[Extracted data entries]
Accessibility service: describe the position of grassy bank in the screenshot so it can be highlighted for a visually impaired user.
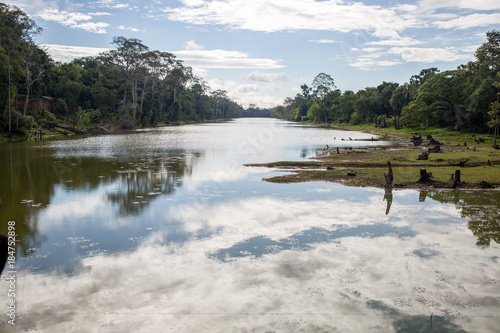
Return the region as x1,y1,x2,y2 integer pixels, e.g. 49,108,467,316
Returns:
247,127,500,189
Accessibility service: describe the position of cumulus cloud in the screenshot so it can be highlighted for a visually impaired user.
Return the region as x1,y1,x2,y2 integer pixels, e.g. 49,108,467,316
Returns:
243,71,293,83
37,9,109,33
309,39,338,44
162,0,421,38
417,0,500,11
42,44,110,63
174,43,284,69
389,47,467,63
118,25,141,32
367,37,423,46
434,13,500,30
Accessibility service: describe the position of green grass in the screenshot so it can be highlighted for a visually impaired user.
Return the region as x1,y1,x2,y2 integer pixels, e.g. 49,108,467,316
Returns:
248,132,500,189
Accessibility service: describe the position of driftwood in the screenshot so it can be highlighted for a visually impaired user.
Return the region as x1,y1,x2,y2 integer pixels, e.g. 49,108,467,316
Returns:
453,159,469,167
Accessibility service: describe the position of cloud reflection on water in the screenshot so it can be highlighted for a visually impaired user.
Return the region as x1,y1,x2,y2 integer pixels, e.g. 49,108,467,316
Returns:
2,192,499,332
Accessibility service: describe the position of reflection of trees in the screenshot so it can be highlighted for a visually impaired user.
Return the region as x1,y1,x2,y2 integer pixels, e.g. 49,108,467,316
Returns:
0,144,50,256
107,155,198,216
0,142,202,256
421,190,500,248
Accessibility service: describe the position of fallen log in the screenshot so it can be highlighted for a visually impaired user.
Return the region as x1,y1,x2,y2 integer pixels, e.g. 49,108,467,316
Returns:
54,124,86,134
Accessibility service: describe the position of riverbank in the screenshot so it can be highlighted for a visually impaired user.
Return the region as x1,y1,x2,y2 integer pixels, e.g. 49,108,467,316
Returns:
247,126,500,189
0,118,231,143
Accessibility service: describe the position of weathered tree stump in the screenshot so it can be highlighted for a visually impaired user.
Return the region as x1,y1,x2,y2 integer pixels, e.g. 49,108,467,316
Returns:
454,170,461,183
428,146,440,153
417,152,428,160
418,169,431,183
411,135,423,146
384,161,393,189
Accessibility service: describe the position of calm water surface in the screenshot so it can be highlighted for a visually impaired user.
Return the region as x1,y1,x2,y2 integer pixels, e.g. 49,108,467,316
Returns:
0,118,499,332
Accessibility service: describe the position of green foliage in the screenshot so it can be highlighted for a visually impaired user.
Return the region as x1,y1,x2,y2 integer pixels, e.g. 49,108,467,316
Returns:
54,98,68,116
307,103,323,122
275,32,499,134
33,109,56,127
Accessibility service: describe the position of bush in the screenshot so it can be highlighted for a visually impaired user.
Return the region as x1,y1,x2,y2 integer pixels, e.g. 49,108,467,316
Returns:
33,109,57,127
54,99,68,116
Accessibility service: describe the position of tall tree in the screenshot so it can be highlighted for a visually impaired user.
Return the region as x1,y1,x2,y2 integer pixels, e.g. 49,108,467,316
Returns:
102,37,149,118
311,73,336,122
461,30,500,131
0,3,39,135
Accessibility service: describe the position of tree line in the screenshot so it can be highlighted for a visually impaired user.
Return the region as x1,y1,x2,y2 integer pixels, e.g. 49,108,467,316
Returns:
0,3,244,137
272,30,500,135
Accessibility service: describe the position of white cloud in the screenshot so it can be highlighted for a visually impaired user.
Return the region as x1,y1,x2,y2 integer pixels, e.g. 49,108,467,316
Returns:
89,12,112,16
184,40,204,51
243,71,293,83
309,39,338,44
349,53,402,71
118,25,141,32
162,0,421,38
173,43,284,69
367,37,423,47
206,78,282,108
42,44,110,63
434,13,500,30
37,9,109,33
389,47,467,63
417,0,500,11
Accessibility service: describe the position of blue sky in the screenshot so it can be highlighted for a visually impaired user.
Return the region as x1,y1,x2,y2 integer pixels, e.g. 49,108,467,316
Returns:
7,0,500,108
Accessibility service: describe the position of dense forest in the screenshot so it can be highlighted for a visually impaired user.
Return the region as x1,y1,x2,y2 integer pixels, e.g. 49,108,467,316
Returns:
272,30,500,135
0,3,246,137
1,2,499,139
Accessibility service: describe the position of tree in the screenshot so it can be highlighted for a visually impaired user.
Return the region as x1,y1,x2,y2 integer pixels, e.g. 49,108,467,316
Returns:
102,37,149,118
390,83,411,129
0,3,39,136
401,71,467,129
21,39,45,116
461,30,500,132
311,73,336,122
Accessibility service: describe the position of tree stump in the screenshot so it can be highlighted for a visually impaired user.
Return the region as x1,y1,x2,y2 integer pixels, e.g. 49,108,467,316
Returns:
417,152,428,160
384,161,393,189
454,170,461,183
418,169,431,183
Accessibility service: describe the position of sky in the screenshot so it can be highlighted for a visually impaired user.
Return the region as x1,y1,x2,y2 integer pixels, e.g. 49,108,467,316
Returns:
6,0,500,108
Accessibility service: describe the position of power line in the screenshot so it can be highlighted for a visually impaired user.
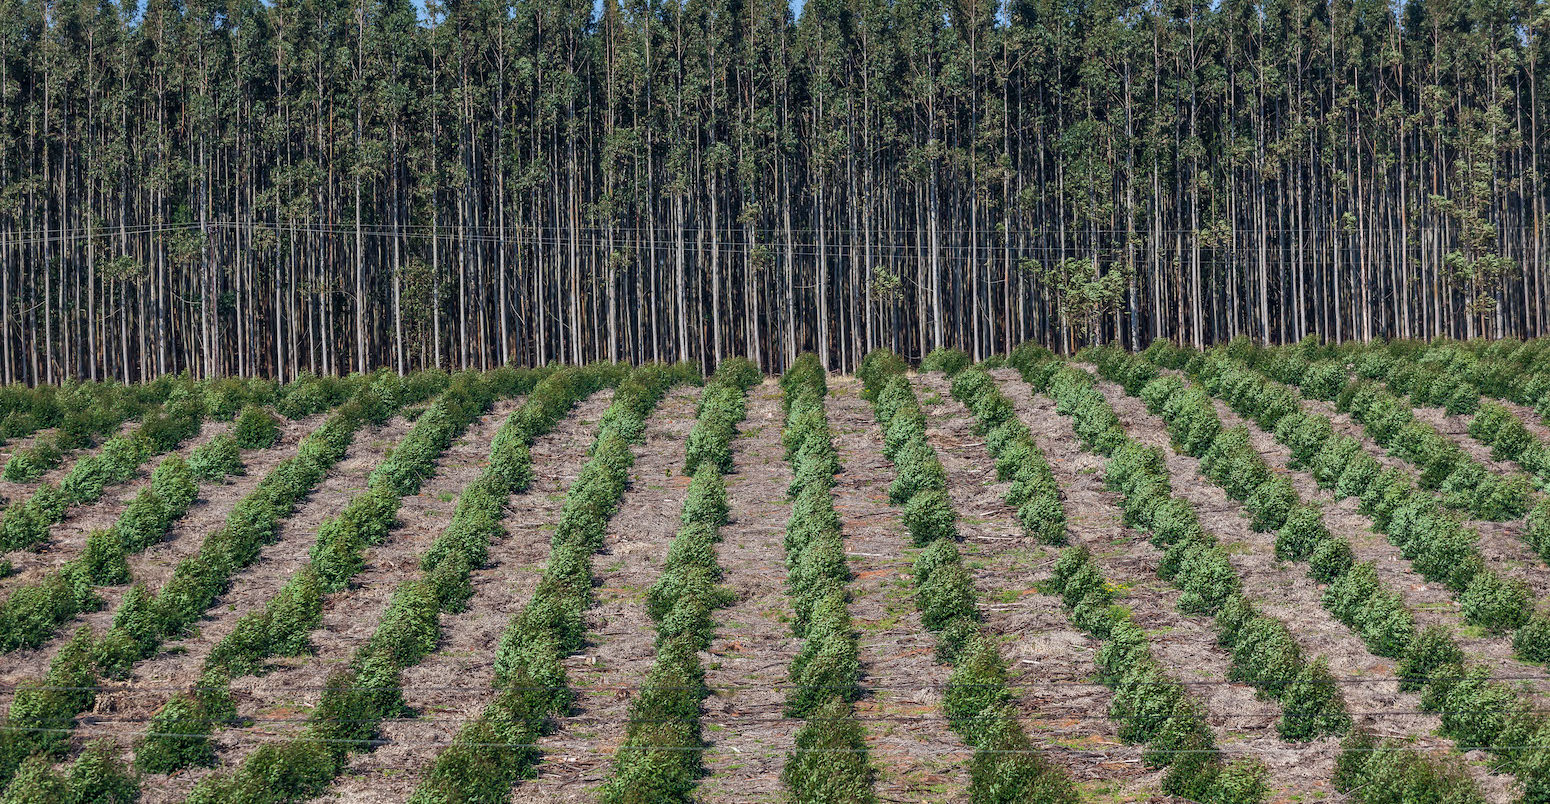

__Your objective__
Return every entry word for word, minus the pictures.

__Task output__
Accessibility service: describe the position of grassy bank in the screenshot so it can be highlighted for a visually impaired user.
Return the region as x1,y1,x2,y2 integer pixels, e.g. 49,108,467,316
Returns:
247,127,500,189
Accessibility service: describe the position of cumulus cloud in the screenshot so it can be highlighted for a visually impaired user.
Return the region as x1,y1,x2,y2 integer pixels, e.g. 49,108,467,316
Returns:
243,71,293,83
37,9,109,33
309,39,338,44
162,0,421,38
417,0,500,11
42,44,110,63
174,43,284,69
389,47,467,63
118,25,141,32
367,37,423,46
434,13,500,30
Accessibility service: describe the position of green grass in the screenshot so it can be highlighted for a visually impaired user.
Return the region as x1,y1,x2,y2 integer pixels, e.g. 49,108,467,316
Returns:
248,132,500,189
Accessibility service: describe the position of driftwood in the screenshot so it can be highlighted for a visually impaired user.
Return the region as x1,y1,x2,y2 integer pixels, e.g. 49,108,467,316
Returns:
453,159,469,167
Accessibility service: describe the position of cloud reflection on water in the screenshot so it can be highlighted for a visually impaired user.
Return the region as x1,y1,x2,y2 integer pixels, e.g. 49,108,467,316
Returns:
2,192,499,332
Accessibility service: describe the position of reflection of trees in the screenshot so it can be highlighted for a visually impaired user.
Return the region as x1,y1,x2,y2 integer pixels, e.g. 49,108,467,316
Returns:
0,144,50,256
107,155,198,216
0,142,202,256
421,190,500,248
Accessibility service: describe the position of fallen log in the screenshot so it can be highlighted for a visually impaired user.
Return the region as x1,y1,x2,y2 integer pixels, e.g. 49,108,467,316
Returns:
54,124,86,134
Accessibility service: describe the position of riverbank in the screenshot so it can be highlighted for a visually impaired user.
Return the region as x1,y1,x2,y2 integer pixels, e.g. 49,108,467,316
Returns:
247,126,500,189
0,118,231,143
Accessibility service: describe the position of weathered tree stump in the screenshot so it can be highlighted for a visually impaired user.
Return the region as x1,y1,x2,y2 integer pixels, e.g. 49,108,467,316
Returns:
454,170,461,183
428,146,440,153
417,152,428,160
418,169,431,183
411,135,423,146
384,161,393,189
Accessibility service: describe the position of calm water surface in the screenshot so it can be highlighted for a visually impaired user.
Return the region as x1,y1,x2,y2 integer pixels, e.g. 49,108,467,316
Returns:
0,118,499,332
Accessibility service: describe the position of green foliage in the screenshot so it can be highlighted for a visually impaired user.
Return the region as x1,y1,x2,y2 integer pixels, e.g. 49,108,467,316
Returns:
54,98,68,116
307,103,323,122
275,32,499,134
33,109,56,127
Accessibility service: describe the position of bush in the screenshot so it can be highlighted for a visually impaired user.
Return the region as x1,y1,x2,y2 integer pixels, e.g. 49,108,467,316
Returns:
33,109,57,127
54,99,68,116
Accessibility service: describe the position of tall tree in the screenshot so it can be highlighted for a visually impaired user.
Return the region as x1,y1,x2,y2 integer pixels, e.g. 49,108,467,316
Returns:
102,37,149,118
311,73,336,122
461,30,500,131
0,3,39,135
Accessibility service: describe the position of tree line in the screenshot so it can be highlighted for a visually impaired user.
Return the region as x1,y1,x2,y2 integer pixels, e.g. 49,108,467,316
Returns:
0,3,244,137
272,30,500,135
Accessibility service: describe the position of white cloud in the screenshot so it can be highlighted for a visually impaired user.
Return the region as x1,y1,x2,y2 integer pixels, e.g. 49,108,467,316
Returns:
89,12,112,16
184,40,204,51
243,71,293,83
309,39,338,44
349,53,402,71
118,25,141,32
162,0,421,38
173,43,284,69
367,37,423,47
206,78,282,108
42,44,110,63
434,13,500,30
37,9,109,33
389,47,467,63
417,0,500,11
Accessibility service: describe the position of blue sky in the screenshot so it can be highlighted for a visually impaired user.
Return the region as x1,y1,x2,y2 integer pixels, e.g. 49,108,467,316
Returns:
7,0,500,108
Accessibility service: describe the position of dense forest in the screenshot so it can be highlighted for a visually impaired user.
Return the region as x1,y1,x2,y2 integer pixels, e.g. 49,108,467,316
Returns:
272,30,500,135
0,3,246,137
1,2,499,139
Accessibility service: describe the position of tree in the screenshot so it can be highlighted for a visually impaired user.
Return the region as x1,y1,x2,y2 integer pixels, e.g. 49,108,467,316
Returns:
102,37,149,118
390,83,411,129
0,3,39,136
401,71,467,129
21,39,45,116
461,30,500,132
311,73,336,122
Accessibility service: describe the position of tree stump in the screenshot so it can be highlighted for a visually impaired user.
Return the region as x1,y1,x2,y2 integer pixels, e.g. 49,108,467,316
Returns:
417,152,428,160
384,161,393,189
454,170,461,183
418,169,431,183
Accessibility service: describe the position of sky in the screenshot so it can be highlighted for a visually impaired user.
Return the region as x1,y1,x2,y2 integer pixels, e.g. 49,108,467,316
Returns:
6,0,500,108
Accessibility service: describe the position of power line in the screenshot so it can be highlighted for a visually impaired user.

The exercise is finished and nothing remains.